▸ **Exercise materials**
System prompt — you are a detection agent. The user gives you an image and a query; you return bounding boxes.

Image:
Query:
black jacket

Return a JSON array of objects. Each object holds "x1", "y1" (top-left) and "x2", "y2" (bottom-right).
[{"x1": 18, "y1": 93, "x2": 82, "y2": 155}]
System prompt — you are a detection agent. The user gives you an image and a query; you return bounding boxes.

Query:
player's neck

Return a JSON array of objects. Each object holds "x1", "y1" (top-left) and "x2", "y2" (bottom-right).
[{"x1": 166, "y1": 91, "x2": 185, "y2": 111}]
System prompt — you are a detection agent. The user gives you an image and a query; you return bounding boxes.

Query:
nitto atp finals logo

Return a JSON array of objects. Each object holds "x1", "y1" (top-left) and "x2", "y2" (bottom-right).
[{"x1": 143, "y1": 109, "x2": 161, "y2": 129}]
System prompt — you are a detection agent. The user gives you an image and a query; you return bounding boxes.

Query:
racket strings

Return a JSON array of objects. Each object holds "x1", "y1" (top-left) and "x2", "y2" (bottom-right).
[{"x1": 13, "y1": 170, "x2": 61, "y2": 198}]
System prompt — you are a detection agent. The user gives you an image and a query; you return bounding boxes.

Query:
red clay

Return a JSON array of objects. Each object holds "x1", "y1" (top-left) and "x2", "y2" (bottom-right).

▸ **What you will do**
Extract each entry in full and write it down exactly.

▸ **Your solution**
System prompt — you are a detection agent. The user gives you an image and a query; you return bounding boxes.

Image:
Query:
black jacket

Return a JSON array of objects. Each object holds "x1", "y1" (top-left) and "x2", "y2" (bottom-right).
[{"x1": 18, "y1": 93, "x2": 82, "y2": 155}]
System prompt — you are a detection agent. The user gives you an image and a query; you return bounding boxes.

Query:
player's neck

Return a JSON array of objects. Each object holds "x1", "y1" (top-left) and "x2", "y2" (bottom-right).
[{"x1": 166, "y1": 91, "x2": 185, "y2": 111}]
System prompt — you are a detection agent. The user gives you an image and a query; you return bounding boxes.

Query:
nitto atp finals logo

Return a JSON array of objects. Each object holds "x1", "y1" (top-left) and "x2", "y2" (bottom-right).
[{"x1": 143, "y1": 109, "x2": 161, "y2": 129}]
System prompt — you are a detection agent. The user gives you an image and a query; you return bounding boxes.

Query:
racket strings

Return a JSON array of objects. Each object holds "x1", "y1" (top-left) and "x2", "y2" (bottom-right).
[{"x1": 13, "y1": 170, "x2": 61, "y2": 198}]
System prompt — you are a detection agent. The user gives you an image and a query; you return bounding boxes.

Query:
red clay

Return a JSON array of objects. Each object holds "x1", "y1" (top-left) and "x2", "y2" (bottom-right).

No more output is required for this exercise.